_WHAT YOU NEED TO DO_
Please identify each line in the entries below that contains the word "stand", and copy those lines out in full.

Source records:
○ ○ ○ ○ ○ ○ ○

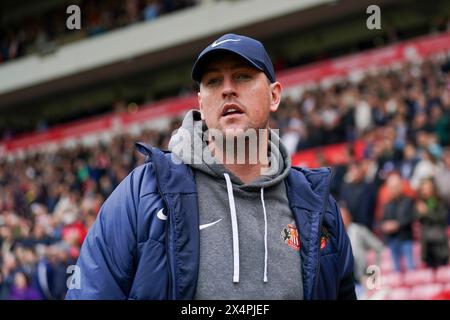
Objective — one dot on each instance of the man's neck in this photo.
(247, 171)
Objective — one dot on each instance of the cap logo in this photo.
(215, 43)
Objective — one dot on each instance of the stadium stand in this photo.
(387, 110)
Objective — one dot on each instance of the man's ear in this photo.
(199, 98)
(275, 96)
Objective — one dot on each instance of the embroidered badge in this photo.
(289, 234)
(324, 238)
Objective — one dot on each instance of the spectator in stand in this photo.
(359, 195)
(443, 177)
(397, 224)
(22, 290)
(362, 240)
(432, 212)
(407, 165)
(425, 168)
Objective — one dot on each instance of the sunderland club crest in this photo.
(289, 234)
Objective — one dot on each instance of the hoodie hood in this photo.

○ ○ ○ ○ ○ ○ ○

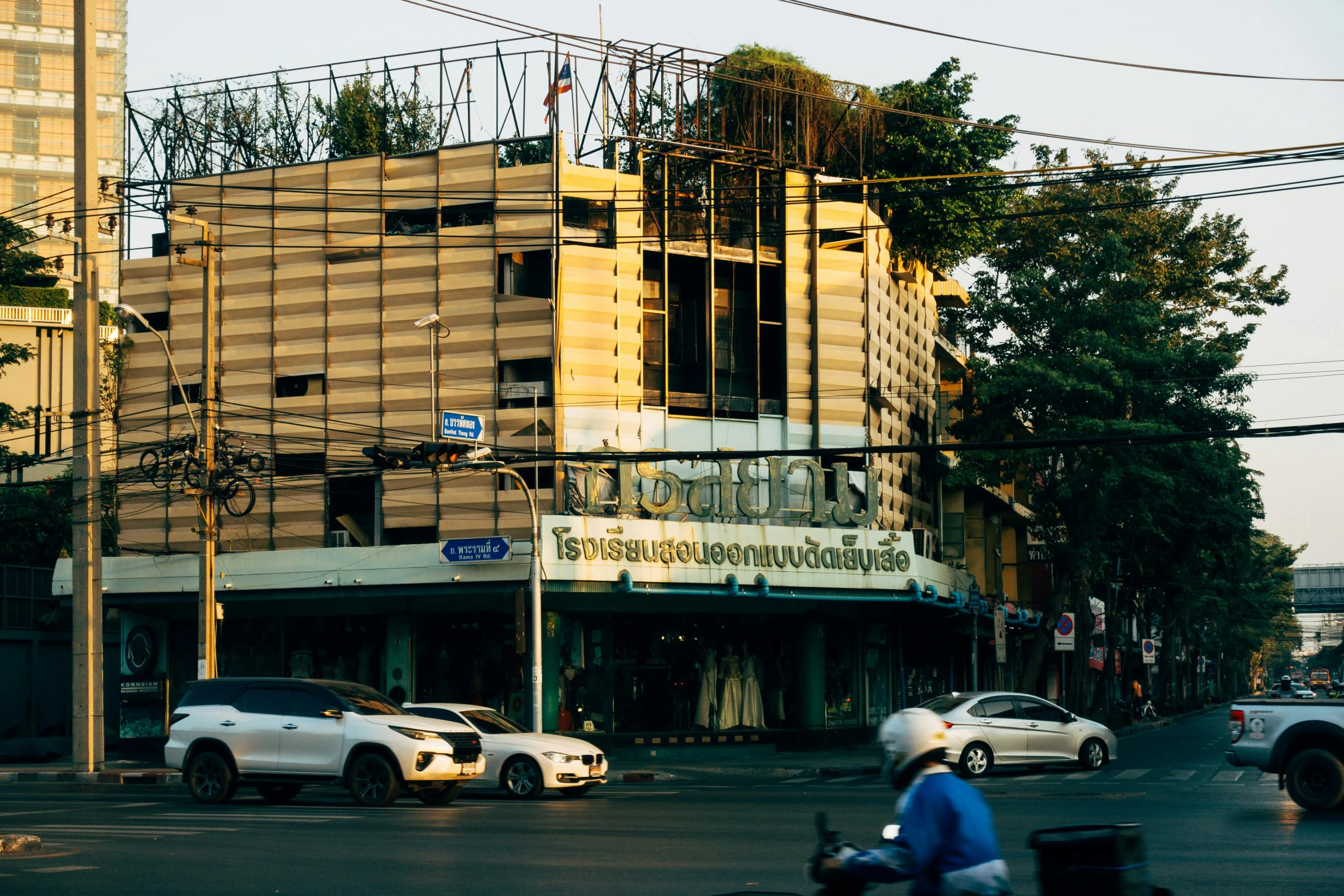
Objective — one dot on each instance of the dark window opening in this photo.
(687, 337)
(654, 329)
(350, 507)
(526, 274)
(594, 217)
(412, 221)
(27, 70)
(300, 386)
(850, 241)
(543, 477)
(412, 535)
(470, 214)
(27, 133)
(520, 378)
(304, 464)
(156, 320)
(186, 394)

○ ○ ○ ○ ○ ○ ○

_WRITTEN SOLUTION_
Objective — one dot on each instance of the stadium stand in this photo.
Objective — one dot on each instance of the spectator in stand in this photo.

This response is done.